- [Supplied data]:
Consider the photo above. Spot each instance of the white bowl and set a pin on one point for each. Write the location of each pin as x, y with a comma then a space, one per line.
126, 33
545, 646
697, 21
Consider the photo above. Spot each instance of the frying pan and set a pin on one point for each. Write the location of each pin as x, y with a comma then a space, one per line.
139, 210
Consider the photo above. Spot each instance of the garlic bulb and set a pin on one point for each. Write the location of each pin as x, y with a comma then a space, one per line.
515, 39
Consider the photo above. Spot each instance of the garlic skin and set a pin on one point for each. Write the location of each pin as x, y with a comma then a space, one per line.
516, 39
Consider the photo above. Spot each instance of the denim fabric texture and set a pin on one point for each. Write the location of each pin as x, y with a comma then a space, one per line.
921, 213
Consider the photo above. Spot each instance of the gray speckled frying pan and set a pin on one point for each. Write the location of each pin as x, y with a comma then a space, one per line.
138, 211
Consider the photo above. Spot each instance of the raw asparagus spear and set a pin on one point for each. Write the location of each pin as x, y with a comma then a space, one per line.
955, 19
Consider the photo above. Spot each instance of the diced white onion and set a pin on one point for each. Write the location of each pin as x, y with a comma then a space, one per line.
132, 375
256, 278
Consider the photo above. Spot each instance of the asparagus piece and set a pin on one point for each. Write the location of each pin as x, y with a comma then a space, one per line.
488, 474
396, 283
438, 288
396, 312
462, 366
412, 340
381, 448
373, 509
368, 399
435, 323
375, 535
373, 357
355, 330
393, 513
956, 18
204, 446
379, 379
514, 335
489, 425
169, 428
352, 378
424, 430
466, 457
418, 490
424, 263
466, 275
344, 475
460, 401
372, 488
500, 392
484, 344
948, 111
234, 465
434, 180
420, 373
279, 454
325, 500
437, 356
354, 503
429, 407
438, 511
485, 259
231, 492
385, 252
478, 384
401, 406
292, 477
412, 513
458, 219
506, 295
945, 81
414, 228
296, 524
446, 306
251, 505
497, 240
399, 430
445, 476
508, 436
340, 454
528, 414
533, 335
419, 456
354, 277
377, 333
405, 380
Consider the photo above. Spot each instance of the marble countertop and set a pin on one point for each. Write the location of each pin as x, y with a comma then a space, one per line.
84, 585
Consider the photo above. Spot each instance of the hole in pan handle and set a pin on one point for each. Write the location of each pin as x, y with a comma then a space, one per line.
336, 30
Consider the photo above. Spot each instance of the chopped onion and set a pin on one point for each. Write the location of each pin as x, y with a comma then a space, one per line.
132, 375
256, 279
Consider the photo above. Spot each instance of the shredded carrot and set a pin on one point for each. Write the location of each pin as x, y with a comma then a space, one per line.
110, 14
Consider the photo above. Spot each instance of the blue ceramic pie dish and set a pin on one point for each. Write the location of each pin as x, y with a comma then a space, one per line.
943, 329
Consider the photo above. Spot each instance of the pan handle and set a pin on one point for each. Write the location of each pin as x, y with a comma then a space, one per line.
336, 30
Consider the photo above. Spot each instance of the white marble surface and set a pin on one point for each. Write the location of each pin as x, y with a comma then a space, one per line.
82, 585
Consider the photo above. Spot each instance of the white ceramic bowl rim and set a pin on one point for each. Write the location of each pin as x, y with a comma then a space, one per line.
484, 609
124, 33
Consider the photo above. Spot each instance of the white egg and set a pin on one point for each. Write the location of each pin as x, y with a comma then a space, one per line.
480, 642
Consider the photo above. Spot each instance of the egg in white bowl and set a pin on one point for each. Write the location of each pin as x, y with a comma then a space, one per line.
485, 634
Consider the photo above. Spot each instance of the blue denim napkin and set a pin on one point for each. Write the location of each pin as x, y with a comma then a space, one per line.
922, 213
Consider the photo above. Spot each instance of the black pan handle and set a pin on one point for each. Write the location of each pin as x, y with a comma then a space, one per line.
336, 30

- [The problem]:
Would you give the listing again, word for word?

- [Solution]:
Consider the photo above. Spot each instance of the white bowl and set a pin on one point for each. Write the location of each pin as x, y with a comma then a space, one per line.
126, 33
545, 646
697, 21
Consider the photo above. Spot each instance of the frying pan and set a pin on one point for each. Write the location of each pin as x, y with a comma then a space, one per line.
139, 210
Consider the photo above. Spot each instance of the garlic bulb and set a pin on one point for each. Write the location of each pin as x, y with a comma then a space, one per line.
515, 39
Consider the photo above. Spot each instance of the garlic skin and set a pin on one point for each. Write the location of each pin as x, y with a comma then a space, one per line.
516, 39
Consider the photo above. Spot each instance of the denim fabric texture and set a pin on one point for each. Write the location of each pin as x, y with a comma then a space, one per line.
921, 213
Consider the photo above. Spot each instance of the gray speckled frying pan and set a pin on one point for each. Write the location of each pin as x, y with a comma then a space, one per line.
138, 211
Consider the photo above. Spot each instance of the raw asparagus spear and set a pin on one point for each. Write the location of each pin as x, y with a comma then a space, one per line.
955, 19
Consider the photo above. Spot each instance of the diced white onion and set a pin on one point for each. Write the location of each pin as x, y with a comma then a space, one per line.
132, 375
256, 278
Consider the photo above. Spot each instance of the asparagus piece and set a pin on one point for each. Write the location of each pin as x, y with a comma then a space, one per line.
488, 474
396, 283
438, 288
396, 312
462, 366
412, 340
381, 448
373, 509
368, 399
435, 323
375, 535
373, 357
355, 330
393, 513
956, 18
204, 446
379, 379
514, 335
489, 425
169, 428
352, 378
424, 430
466, 457
418, 490
424, 263
466, 275
344, 475
460, 401
372, 488
500, 392
484, 344
948, 111
234, 465
434, 180
420, 373
279, 454
325, 500
437, 356
354, 503
429, 407
438, 511
485, 259
231, 492
385, 252
478, 384
401, 406
292, 477
412, 513
458, 219
506, 295
945, 81
414, 228
296, 524
446, 306
251, 505
497, 240
399, 430
445, 476
508, 436
340, 454
528, 414
533, 335
419, 456
354, 277
377, 333
405, 380
Consider the photo above. Spot each instance of the marble countertop and set a pin on one point for each. Write the location of each pin as x, y with a comma then a space, one per line.
84, 585
Consider the photo above. Spot each instance of the hole in pan handle and set a pin on one point for each. Write the location of each pin as x, y with a comma then a space, one per line.
336, 30
Consider the photo above. Spot each instance of the chopped onion and set a pin on one point for each. Write the location of each pin as x, y with a comma then a space, one per line.
132, 375
256, 279
Consider the photo above. Spot each instance of the shredded carrot and set a pin on one point for each. Write the location of each pin as x, y with a comma then a space, one per line.
110, 14
Consider the photo above. Spot each instance of the blue ceramic pie dish and set a pin on one point for each. Write the location of each pin as x, y with a comma then a space, one per line.
943, 329
Consider the photo above. Spot each instance of the pan handle and set a pin on one point for each. Write the location of each pin as x, y with a comma then a space, one per line.
336, 30
Consider the photo above. Spot each instance of the white marble surface and set a pin on one point for each. Write the location of each pin as x, y with a comma then a space, one per line.
82, 585
Consider the photo above. Spot each instance of the white ceramic bowl rim and set a pin on one point for each. Write the location of each pin as x, y with a comma then a space, one per line.
484, 609
124, 33
Consider the photo above. Spot each instance of the white egg and set a pin on one point for each. Write the location of each pin as x, y with a comma then a space, one per line.
480, 642
Consider the photo above. Spot each instance of the egg in white bowl and set a pin on one point for each. Write the location of each pin as x, y with a comma then a space, one per line.
485, 634
Consider the photo above. Spot each instance of the blue denim napkin and set a pin on one point for each. Write the location of each pin as x, y with a comma then a space, one per line.
922, 213
Consider the photo above. Spot each instance of the black pan handle and set a pin on one point for each. Write the location of each pin as x, y with a comma then a space, one per line.
336, 30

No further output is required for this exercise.